### PROVIDED TEXT
•••••
Let $\{a_{n}\},\{b_{n}\}$ be sequences such that $$\sqrt{\dfrac{a_{n}+1}{b_{n}}}=\dfrac{1}{n}, \quad S_{n}=\sqrt{T_{n-1}} \quad(n>1)$$ where $\displaystyle S_{n}=\sum_{i=1}^{n}a_{i}$, $\displaystyle T_{n}=\sum_{i=1}^{n}b_{i}$, and $b_{1}=1$.
Find $T_{20}-S_{20}$.
(a) $15980$
(b) $35910$
(c) $43910$
(d) $43920$
My try: Since $$n^2(a_{n}+1)=b_{n},S^2_{n}=T_{n-1}$$ so $$S^2_{n+1}-S^2_{n}=a_{n+1}[S_{n+1}+S_{n}]=T_{n}-T_{n-1}=b_{n}.$$ Then I don't know how to continue. Thank you.
I guess this $$1^3+2^3+\cdots+n^3=(1+2+\cdots+n)^2$$ maybe usefull,so I guess $$a_{n}=n-1,b_{n}=n^3$$ and after I find this is true,But I can't prove it( without Mathematical induction)
•••••
### SOURCE MATERIAL
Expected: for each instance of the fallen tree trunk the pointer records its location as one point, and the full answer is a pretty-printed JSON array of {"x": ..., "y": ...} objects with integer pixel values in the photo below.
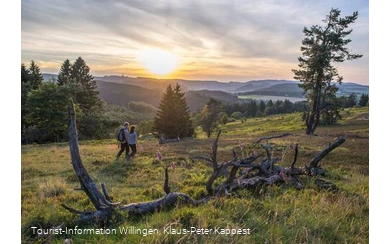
•••••
From the sequences problem:
1. What value is given for b_1?
2. Which number is listed as option (c)?
3. What formulas does the poster guess for a_n and b_n?

1. b_1 = 1
2. 43910
3. a_n = n − 1 and b_n = n³